(Stored entries)
• • •

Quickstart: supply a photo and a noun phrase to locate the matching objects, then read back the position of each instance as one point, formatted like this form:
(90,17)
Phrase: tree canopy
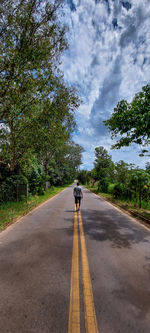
(37,108)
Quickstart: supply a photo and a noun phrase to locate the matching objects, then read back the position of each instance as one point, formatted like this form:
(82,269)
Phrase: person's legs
(76,202)
(79,202)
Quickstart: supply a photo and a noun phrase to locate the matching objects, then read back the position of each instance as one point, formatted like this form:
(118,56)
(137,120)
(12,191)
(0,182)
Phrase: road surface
(68,272)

• • •

Set down every entry above exactly as written, but skip the pictures.

» EXPECTED OUTPUT:
Quickstart: supply a photo and a noun phrase to locate the matching objects, then read back the position of each instance as one point, formatted like this form:
(90,17)
Phrase: tree canopy
(37,108)
Quickstart: supply a photo and a noun phrase to locate the matching objects, then read back the position of each instance as one point, formatted like this form:
(82,269)
Phrase: person's legs
(76,202)
(79,202)
Quickstart: supply a photo and a noun phrase to locate the matching objects, then read back the position of each instance as one point, formatted like this form:
(118,56)
(137,120)
(12,191)
(0,182)
Phrase: road surface
(68,272)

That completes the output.